• Problems to work on:
1/ From the criminal law lecture notes, print the passage starting with "-But SOA covers" and going on through "assault and battery.", keeping every word unchanged.
2/ According to the criminal law lecture notes, which act largely contains the offences that do not need a sexual element?

• Document extract:
---
Wednesday, 14 October 2009

Criminal law lectures: Offenses against the person

General Structures of Offences against the person.
Actions against your person autonomy.
-Minor offences are a mix of common law and statutory. Most serious offences are statutory.
-Offences which do not need a sexual element are largely in Offences Against the Person Act 1861 à codified criminal offences (exclusively against people).

Offences which do not a sexual element are largely in Sexual Offences Act 2003.
-But SOA covers offences which are no so obviously against the person- e.g. offences against morality, such as incest and necrophilia; offences to protect the young, such as grooming; cruelty to animals, such as bestiality.

Assault
1) Assault proper
2) Assault encompassing assault and battery.
Assault Actus Reus = causing Victim to apprehend immediate unlawful personal violence (making the person fear violence i.e. they see your fist coming toward them).
Stephen v Myers, Tuberville v Savage, Ansell v Thomas
Assault Mens Rea = intention or Cunningham recklessness. Spratt, Jones.
à If victim does not realise they are about to be hit, they are not assaulted.

Battery
Personal violence implied in battery.
Battery AR= application of unlawful personal force. Pursell v Horn,
Walkden
Country wedding, aphrodisiac put into the wedding drink
Court said it was not battery.
-No force involved involved/ guests drank the poison.
Battery can be committed by omission. Fagan,
DPP v K
Boy put acid in blow-dryer. Another boy turned it on and had acid sprayed in his face.
Battery can be created by omission.
Battery MR= as assault/ Mens rea intended as the application of unlawful personal force.

Sexual Assaults
Old law of indecent assault- assault or battery in circumstances of indecency.
Indecent means sexual. Aggravated offence – you need to find assault or battery first.
-Required an assault or battery. Fairclough v Whipp.
-Either indecent of itself, or in circumstances of indecency.
-Beal v Kelly
Defendant had invited victim to touch his exposed genitals. When he refused, defendant pulled him forward.
-MR = as assault, plus knowledge of circumstances making it indecent.
Court
Defendant is a shop assistant. Pulled a 12 year old girl on his knee and smacked her buttocks. When asked why, he replied “buttock fettish”

Mens rea à assault and knowledge of circumstances makes it indecency.

Sexual Assault: the 2003 act
Assault by penetration (s.2).
Intentional vaginal or anal penetration with body or any other object;
Penetration is sexual (see s.78);
Victim does not consent, and Defendant does not reasonably believe that Victim was consenting.
-Consent, reasonableness, as per rape
à Lesser offence, assault by touching without penetration (s.3). Defendant used stick to lift victim’s shirt.

s.78 (1) some actions are intrinsically sexual regardless of the actions of the defendant.
---
• Supplied entries:
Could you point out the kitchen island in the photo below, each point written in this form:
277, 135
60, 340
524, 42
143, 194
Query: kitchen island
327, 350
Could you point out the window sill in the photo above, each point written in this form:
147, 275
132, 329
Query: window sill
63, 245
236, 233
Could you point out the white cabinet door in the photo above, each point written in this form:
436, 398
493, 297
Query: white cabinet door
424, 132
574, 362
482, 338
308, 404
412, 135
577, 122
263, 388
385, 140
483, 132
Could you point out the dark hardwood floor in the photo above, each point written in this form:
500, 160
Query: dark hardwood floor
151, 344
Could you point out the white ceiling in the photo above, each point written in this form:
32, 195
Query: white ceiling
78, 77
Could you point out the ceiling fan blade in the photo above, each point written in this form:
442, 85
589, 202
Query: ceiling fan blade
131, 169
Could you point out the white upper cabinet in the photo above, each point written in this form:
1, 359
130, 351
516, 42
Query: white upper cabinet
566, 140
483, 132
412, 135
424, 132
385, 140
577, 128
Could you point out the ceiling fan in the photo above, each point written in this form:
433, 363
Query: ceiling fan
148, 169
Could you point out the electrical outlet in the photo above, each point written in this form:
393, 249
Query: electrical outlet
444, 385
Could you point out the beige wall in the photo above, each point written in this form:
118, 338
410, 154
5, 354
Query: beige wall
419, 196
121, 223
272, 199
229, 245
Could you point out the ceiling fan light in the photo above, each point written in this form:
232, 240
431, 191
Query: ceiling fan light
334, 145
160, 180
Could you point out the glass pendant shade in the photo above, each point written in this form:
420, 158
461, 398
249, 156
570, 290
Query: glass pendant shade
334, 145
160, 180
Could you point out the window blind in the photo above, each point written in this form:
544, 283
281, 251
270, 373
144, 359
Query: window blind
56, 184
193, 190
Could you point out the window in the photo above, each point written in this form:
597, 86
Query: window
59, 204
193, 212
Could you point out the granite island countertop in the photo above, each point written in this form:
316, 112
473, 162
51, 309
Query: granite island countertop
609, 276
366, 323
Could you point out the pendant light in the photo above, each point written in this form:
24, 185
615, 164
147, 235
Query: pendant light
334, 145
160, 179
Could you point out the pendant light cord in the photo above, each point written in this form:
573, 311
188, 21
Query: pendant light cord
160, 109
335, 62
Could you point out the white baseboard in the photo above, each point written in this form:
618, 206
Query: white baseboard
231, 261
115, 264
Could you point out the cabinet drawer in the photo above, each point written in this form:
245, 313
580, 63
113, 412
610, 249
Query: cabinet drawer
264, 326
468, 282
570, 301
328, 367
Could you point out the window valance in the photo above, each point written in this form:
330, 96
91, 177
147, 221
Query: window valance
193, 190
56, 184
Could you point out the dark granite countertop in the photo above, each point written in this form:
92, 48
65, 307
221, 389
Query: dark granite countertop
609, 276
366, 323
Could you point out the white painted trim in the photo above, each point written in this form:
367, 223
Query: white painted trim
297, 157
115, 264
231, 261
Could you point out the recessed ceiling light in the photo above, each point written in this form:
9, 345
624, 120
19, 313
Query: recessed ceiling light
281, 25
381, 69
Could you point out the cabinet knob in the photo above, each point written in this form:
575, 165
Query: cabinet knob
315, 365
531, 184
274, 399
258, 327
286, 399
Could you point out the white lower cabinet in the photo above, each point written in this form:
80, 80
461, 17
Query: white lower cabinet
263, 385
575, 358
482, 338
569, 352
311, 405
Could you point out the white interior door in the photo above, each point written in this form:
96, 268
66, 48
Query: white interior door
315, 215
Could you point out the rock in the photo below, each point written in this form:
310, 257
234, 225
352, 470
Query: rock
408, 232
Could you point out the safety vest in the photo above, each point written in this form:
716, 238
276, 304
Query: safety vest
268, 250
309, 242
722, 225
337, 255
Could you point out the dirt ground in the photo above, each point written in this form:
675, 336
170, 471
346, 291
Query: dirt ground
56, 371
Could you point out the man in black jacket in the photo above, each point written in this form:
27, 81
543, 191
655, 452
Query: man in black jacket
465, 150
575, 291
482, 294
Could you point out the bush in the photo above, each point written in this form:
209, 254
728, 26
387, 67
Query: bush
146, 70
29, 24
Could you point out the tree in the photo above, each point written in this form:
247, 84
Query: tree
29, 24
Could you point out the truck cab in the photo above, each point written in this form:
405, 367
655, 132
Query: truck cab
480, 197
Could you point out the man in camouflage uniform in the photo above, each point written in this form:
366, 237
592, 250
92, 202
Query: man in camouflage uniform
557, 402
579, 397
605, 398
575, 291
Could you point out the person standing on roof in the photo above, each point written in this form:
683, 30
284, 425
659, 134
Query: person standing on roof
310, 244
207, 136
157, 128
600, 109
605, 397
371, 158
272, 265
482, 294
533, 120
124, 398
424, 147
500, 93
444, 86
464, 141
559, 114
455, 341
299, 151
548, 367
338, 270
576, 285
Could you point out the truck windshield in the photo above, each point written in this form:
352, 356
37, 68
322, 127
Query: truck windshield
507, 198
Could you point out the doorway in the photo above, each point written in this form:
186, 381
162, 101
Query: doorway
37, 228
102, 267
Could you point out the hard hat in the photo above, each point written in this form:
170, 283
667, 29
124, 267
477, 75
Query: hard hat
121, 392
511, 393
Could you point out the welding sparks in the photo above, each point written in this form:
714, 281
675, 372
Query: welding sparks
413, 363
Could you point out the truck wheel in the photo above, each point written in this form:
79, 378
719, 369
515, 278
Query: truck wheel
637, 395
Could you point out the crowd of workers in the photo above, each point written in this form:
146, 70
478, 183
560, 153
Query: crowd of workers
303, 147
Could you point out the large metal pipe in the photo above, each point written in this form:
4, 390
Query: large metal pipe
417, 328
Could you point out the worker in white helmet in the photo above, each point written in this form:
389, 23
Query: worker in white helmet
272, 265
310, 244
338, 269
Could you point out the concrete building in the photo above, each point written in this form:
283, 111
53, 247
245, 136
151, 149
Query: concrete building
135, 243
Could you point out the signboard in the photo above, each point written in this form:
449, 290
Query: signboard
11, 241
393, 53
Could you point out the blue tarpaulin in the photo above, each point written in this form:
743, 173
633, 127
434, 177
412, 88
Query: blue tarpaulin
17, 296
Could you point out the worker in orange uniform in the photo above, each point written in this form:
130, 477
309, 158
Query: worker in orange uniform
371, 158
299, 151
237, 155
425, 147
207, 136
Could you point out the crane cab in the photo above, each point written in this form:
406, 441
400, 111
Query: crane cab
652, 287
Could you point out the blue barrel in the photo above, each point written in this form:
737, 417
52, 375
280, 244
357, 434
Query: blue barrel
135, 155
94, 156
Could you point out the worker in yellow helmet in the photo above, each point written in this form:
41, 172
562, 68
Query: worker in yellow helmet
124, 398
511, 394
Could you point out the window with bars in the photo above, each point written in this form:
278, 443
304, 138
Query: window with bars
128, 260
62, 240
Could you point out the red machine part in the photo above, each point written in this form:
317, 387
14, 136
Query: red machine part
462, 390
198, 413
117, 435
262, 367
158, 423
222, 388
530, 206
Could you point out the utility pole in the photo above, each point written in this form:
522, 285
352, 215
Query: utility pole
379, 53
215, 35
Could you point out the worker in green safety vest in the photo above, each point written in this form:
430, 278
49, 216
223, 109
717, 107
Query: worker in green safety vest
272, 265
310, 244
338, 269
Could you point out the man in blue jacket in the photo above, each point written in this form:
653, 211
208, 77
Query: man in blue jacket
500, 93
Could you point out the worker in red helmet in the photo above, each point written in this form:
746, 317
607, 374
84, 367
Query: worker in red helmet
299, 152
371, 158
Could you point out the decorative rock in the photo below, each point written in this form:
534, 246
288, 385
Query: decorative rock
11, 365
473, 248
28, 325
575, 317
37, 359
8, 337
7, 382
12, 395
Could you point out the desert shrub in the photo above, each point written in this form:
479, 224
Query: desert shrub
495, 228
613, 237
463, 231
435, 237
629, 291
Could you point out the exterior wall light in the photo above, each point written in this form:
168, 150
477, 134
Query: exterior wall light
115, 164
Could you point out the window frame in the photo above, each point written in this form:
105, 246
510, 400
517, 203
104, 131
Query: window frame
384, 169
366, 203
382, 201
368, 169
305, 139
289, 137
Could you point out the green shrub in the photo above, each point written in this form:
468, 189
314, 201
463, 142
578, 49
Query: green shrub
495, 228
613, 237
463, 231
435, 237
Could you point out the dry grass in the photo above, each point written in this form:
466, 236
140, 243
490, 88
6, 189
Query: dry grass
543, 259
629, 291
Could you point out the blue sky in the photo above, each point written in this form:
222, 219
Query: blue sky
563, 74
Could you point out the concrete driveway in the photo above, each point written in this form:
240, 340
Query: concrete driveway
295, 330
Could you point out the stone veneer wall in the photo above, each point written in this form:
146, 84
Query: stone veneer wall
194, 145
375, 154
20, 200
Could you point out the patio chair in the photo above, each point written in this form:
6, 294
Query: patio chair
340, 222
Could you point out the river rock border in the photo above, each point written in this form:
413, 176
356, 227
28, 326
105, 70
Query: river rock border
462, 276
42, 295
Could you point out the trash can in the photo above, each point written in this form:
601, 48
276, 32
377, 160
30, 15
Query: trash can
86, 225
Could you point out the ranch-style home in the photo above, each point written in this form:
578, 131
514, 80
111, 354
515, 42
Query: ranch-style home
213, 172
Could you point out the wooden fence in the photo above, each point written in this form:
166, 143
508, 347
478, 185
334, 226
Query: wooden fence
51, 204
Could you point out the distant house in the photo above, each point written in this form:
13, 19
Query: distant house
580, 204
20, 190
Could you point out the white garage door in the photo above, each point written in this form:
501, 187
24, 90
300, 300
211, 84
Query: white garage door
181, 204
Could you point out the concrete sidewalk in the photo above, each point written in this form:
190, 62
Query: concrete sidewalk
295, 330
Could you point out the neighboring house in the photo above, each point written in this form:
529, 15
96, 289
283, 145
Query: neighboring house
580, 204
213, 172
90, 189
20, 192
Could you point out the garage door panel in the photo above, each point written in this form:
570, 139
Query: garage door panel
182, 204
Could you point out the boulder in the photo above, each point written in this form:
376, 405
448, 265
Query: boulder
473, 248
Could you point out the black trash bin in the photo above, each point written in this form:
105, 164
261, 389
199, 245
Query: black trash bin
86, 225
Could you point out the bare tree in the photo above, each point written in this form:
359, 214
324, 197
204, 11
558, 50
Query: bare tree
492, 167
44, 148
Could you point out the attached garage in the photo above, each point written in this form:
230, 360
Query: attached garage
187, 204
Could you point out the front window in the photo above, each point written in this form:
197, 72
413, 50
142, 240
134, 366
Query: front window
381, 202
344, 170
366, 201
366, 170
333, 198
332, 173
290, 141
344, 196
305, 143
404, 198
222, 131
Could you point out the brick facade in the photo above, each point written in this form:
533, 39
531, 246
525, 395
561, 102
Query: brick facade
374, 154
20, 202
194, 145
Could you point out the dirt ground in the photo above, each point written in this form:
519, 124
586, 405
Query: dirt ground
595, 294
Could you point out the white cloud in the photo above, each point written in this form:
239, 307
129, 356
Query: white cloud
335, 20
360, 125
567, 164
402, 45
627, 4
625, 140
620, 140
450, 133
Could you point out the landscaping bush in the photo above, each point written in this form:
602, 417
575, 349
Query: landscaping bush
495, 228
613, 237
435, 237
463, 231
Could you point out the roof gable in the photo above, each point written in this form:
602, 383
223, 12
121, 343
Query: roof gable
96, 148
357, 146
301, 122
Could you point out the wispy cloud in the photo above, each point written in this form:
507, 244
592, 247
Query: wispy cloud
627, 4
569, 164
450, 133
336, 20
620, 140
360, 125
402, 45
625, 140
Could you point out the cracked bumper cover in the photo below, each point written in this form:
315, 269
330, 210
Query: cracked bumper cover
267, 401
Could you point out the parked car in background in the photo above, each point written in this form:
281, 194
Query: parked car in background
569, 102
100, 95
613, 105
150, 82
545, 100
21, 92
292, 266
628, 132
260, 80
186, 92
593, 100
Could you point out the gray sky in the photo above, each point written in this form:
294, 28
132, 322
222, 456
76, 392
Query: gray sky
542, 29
---
• Per-task outputs:
1/
-But SOA covers offences which are no so obviously against the person- e.g. offences against morality, such as incest and necrophilia; offences to protect the young, such as grooming; cruelty to animals, such as bestiality.

Assault
1) Assault proper
2) Assault encompassing assault and battery.

2/ The Offences Against the Person Act 1861.